• **Activity**: Find the lines of data that contain the string "below", then list them.

[Listed entries Boundary: Start]

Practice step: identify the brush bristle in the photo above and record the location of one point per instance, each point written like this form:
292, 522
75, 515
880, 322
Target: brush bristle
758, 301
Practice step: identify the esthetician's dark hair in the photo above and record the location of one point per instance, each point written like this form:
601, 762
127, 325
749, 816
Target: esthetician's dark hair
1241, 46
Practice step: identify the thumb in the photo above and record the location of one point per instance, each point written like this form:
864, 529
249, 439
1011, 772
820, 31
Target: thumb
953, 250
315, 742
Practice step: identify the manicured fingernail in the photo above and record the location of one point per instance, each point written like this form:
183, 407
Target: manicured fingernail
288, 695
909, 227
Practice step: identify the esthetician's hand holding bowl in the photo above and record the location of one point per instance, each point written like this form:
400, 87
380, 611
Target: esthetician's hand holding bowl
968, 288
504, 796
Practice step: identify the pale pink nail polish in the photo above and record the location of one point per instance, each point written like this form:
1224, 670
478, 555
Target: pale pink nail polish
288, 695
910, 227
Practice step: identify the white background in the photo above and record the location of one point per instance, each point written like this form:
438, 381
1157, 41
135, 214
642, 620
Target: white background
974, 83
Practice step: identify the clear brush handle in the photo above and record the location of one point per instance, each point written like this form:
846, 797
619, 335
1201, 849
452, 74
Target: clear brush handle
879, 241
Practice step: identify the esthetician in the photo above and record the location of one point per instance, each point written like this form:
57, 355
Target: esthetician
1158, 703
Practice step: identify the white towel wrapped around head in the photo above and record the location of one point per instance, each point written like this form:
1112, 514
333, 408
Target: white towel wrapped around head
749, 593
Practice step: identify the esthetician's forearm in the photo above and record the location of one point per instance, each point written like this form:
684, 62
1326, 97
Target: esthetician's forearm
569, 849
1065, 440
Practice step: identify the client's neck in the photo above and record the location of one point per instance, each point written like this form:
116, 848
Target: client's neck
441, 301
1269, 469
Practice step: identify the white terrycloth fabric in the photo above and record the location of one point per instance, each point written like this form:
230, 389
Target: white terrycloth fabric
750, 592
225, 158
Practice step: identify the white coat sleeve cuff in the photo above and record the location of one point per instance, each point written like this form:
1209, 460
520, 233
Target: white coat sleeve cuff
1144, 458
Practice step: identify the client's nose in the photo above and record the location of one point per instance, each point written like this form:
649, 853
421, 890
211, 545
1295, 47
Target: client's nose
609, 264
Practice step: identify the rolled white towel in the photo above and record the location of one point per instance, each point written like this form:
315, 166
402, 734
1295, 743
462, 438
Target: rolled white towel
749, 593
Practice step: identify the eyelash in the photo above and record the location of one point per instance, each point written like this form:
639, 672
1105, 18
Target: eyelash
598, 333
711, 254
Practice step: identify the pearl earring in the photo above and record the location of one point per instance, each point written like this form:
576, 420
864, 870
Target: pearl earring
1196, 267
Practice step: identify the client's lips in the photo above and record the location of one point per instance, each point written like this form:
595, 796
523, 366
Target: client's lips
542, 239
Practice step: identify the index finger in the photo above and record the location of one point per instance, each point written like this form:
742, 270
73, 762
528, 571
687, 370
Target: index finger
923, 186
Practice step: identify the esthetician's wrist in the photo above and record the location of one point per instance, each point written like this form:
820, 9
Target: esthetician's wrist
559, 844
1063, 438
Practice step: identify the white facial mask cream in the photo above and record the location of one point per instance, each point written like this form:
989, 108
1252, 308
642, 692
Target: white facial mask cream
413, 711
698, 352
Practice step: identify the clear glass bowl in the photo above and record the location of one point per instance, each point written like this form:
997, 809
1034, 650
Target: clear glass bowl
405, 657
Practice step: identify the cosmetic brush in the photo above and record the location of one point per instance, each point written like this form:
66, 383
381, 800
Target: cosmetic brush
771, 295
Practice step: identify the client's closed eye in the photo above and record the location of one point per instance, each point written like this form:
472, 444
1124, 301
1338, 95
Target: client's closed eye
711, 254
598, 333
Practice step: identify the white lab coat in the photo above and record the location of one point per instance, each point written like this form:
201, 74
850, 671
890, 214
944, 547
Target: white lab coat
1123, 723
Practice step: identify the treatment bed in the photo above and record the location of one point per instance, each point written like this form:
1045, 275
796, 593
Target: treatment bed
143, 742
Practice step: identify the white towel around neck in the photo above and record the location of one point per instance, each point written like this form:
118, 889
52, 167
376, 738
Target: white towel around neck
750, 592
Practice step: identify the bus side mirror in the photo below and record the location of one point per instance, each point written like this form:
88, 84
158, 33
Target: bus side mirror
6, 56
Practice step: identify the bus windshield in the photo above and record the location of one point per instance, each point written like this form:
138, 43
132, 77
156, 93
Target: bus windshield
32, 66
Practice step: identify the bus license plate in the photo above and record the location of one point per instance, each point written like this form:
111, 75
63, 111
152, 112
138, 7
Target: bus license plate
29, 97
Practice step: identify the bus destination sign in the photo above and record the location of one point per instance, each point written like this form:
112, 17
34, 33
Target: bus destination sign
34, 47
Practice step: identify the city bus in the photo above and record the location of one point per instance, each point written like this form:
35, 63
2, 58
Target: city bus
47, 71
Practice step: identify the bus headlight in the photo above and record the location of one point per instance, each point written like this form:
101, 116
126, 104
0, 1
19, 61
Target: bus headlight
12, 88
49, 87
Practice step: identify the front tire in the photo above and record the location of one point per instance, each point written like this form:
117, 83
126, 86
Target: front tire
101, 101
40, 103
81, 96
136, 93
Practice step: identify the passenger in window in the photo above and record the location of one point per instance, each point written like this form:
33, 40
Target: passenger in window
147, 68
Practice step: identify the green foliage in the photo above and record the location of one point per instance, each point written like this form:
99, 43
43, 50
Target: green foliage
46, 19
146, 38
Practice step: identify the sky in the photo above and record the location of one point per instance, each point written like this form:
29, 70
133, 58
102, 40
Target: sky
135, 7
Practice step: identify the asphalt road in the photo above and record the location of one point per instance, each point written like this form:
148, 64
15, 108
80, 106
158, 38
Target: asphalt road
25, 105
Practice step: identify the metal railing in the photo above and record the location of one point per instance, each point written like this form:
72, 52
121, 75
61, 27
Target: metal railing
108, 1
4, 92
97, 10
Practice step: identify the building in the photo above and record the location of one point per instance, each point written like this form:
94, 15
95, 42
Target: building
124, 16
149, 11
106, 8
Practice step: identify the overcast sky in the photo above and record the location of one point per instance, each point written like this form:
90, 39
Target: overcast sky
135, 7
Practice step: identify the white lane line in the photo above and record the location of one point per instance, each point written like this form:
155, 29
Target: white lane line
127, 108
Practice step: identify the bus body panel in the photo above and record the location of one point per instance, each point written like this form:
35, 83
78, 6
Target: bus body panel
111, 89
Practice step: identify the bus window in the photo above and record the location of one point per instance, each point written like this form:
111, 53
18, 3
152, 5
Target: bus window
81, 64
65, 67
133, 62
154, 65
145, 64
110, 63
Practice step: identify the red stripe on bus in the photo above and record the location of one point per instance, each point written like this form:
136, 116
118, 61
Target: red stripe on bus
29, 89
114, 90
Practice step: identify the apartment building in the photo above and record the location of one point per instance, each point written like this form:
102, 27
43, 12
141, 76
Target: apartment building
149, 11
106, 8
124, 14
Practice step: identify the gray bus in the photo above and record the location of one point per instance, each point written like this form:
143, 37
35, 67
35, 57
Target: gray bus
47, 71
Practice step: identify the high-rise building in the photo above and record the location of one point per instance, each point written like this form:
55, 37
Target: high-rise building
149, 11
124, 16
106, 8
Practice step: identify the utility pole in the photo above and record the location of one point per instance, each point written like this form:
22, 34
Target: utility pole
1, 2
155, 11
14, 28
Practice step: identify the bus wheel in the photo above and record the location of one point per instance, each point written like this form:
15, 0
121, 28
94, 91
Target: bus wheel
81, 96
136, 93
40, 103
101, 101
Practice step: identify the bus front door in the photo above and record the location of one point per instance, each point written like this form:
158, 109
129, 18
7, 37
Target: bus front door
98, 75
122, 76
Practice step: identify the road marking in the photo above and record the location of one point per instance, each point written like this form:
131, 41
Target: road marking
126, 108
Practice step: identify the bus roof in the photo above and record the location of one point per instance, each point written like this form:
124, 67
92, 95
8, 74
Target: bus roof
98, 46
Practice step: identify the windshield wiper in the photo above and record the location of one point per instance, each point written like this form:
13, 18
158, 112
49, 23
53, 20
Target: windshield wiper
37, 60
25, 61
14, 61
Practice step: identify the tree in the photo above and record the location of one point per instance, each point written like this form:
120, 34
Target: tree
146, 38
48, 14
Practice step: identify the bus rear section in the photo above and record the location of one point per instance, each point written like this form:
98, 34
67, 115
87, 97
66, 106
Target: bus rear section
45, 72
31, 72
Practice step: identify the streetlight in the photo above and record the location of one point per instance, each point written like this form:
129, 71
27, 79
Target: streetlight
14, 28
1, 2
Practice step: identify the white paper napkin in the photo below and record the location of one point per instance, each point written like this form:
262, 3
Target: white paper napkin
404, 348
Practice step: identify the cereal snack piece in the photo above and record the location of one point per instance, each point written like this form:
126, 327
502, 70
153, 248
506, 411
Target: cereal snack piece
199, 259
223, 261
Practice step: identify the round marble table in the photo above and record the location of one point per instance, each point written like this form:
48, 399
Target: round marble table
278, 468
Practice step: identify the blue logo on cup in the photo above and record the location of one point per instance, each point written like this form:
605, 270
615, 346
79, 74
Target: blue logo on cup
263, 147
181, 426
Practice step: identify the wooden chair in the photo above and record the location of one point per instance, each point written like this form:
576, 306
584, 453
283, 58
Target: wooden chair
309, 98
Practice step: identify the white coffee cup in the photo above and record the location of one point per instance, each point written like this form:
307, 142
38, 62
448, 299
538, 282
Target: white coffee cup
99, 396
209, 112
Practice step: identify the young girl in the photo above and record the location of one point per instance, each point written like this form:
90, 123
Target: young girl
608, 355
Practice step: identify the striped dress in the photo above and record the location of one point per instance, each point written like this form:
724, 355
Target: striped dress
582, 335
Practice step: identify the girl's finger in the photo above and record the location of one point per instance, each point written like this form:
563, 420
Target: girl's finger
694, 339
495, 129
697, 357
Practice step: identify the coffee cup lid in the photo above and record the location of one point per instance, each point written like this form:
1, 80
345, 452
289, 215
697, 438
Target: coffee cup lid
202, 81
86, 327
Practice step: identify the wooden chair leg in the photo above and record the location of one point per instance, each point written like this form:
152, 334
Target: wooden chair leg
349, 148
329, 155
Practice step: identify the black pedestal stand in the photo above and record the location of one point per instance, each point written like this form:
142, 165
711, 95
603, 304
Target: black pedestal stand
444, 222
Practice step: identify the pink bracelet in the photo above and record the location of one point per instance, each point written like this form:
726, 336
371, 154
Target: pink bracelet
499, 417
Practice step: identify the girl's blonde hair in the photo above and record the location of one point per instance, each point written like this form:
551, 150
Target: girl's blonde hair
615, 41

[Listed entries Boundary: End]

• **Response to the exercise**:
Practice step: identify the bus side mirror in the photo below and record the location of one point per instance, each point written like this form:
Practice step: identify the white paper napkin in the photo below and record the location of one point per instance, each point written like this form:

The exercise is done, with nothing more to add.